*Exercise*
Copy out each line in the records that includes the string "positive".

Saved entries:

■ ■ ■ ■ ■ ■ ■

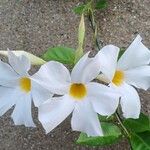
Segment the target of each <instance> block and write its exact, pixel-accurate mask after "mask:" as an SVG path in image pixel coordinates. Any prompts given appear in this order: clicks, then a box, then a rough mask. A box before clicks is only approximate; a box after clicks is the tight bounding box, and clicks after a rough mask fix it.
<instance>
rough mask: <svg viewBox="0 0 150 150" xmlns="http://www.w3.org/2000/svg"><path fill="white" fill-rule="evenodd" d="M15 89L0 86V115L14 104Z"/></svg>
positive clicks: (6, 111) (8, 109)
mask: <svg viewBox="0 0 150 150" xmlns="http://www.w3.org/2000/svg"><path fill="white" fill-rule="evenodd" d="M14 97H16V90H15V89H12V88H5V87H2V86H0V116H2V115H3V114H4V113H6V112H7V111H8V110H9V109H10V108H11V107H12V106H13V105H14V104H15V100H16V99H14Z"/></svg>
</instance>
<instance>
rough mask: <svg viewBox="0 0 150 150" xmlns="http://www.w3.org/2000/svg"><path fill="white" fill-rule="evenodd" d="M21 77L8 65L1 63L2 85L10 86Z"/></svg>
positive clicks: (1, 75)
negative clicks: (14, 81)
mask: <svg viewBox="0 0 150 150" xmlns="http://www.w3.org/2000/svg"><path fill="white" fill-rule="evenodd" d="M18 78H19V75H18V74H17V73H16V72H15V71H14V70H13V69H12V68H11V67H10V66H9V65H8V64H7V63H4V62H2V61H0V85H4V86H5V85H8V86H9V85H10V86H11V87H12V85H13V84H11V83H12V82H13V81H14V80H17V79H18Z"/></svg>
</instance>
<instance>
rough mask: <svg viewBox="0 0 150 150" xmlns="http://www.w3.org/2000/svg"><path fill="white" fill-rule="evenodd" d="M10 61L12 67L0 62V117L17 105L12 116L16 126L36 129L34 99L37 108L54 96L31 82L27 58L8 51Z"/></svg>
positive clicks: (10, 51) (38, 85) (32, 82)
mask: <svg viewBox="0 0 150 150" xmlns="http://www.w3.org/2000/svg"><path fill="white" fill-rule="evenodd" d="M8 59H9V64H10V65H8V64H7V63H4V62H2V61H0V72H1V73H0V85H1V86H0V93H1V94H0V116H2V115H3V114H4V113H5V112H6V111H7V110H9V109H10V108H11V107H12V106H13V105H15V108H14V111H13V113H12V116H11V117H12V119H13V121H14V123H15V125H25V126H28V127H30V126H31V127H35V124H34V122H33V119H32V113H31V104H32V99H33V101H34V104H35V106H39V105H40V104H41V103H43V101H44V100H47V99H48V98H49V97H52V94H50V92H49V91H48V90H47V89H45V88H43V87H41V86H40V85H39V84H38V83H36V82H35V81H32V80H31V78H30V75H29V74H28V71H29V69H30V61H29V60H28V58H27V57H25V56H24V55H21V56H18V57H17V56H16V55H15V54H13V53H12V52H11V51H8Z"/></svg>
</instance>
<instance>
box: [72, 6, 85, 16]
mask: <svg viewBox="0 0 150 150" xmlns="http://www.w3.org/2000/svg"><path fill="white" fill-rule="evenodd" d="M85 6H86V5H79V6H76V7H75V8H74V9H73V11H74V12H75V13H76V14H79V15H81V14H82V13H83V12H84V10H85Z"/></svg>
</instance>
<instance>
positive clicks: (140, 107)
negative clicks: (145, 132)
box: [118, 83, 141, 119]
mask: <svg viewBox="0 0 150 150" xmlns="http://www.w3.org/2000/svg"><path fill="white" fill-rule="evenodd" d="M118 91H119V92H120V93H121V94H122V96H121V102H120V104H121V107H122V112H123V116H124V117H125V118H134V119H136V118H139V114H140V109H141V104H140V98H139V95H138V93H137V91H136V90H135V89H134V88H133V87H132V86H130V85H128V84H126V83H124V84H123V85H122V86H121V87H119V88H118Z"/></svg>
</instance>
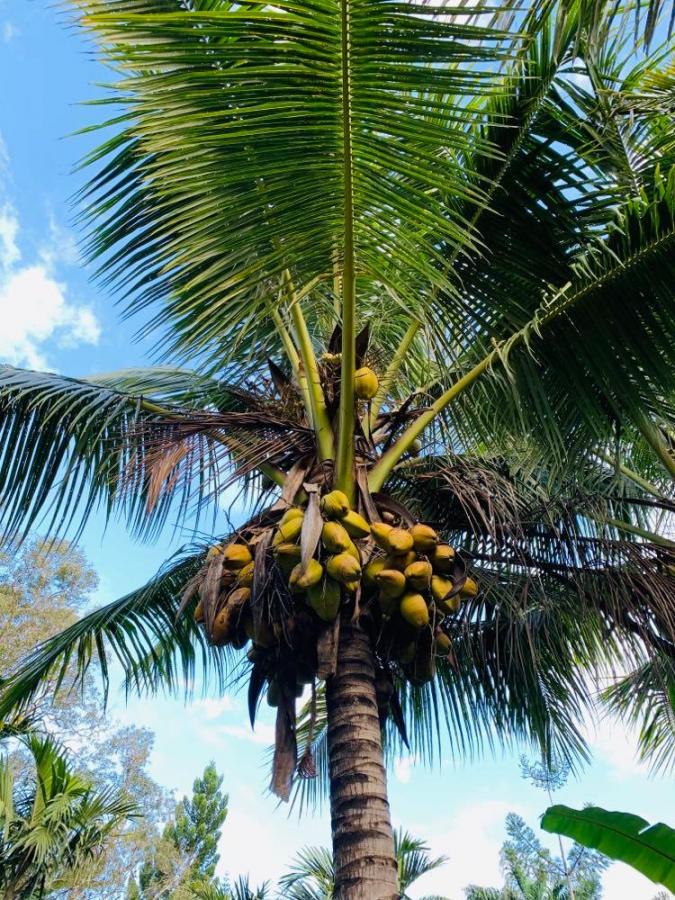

■ ■ ■ ■ ■ ■ ■

*Finished task*
positive clicks: (6, 111) (8, 109)
positive clicks: (1, 75)
positive clicks: (10, 51) (38, 85) (32, 82)
positive clicks: (140, 107)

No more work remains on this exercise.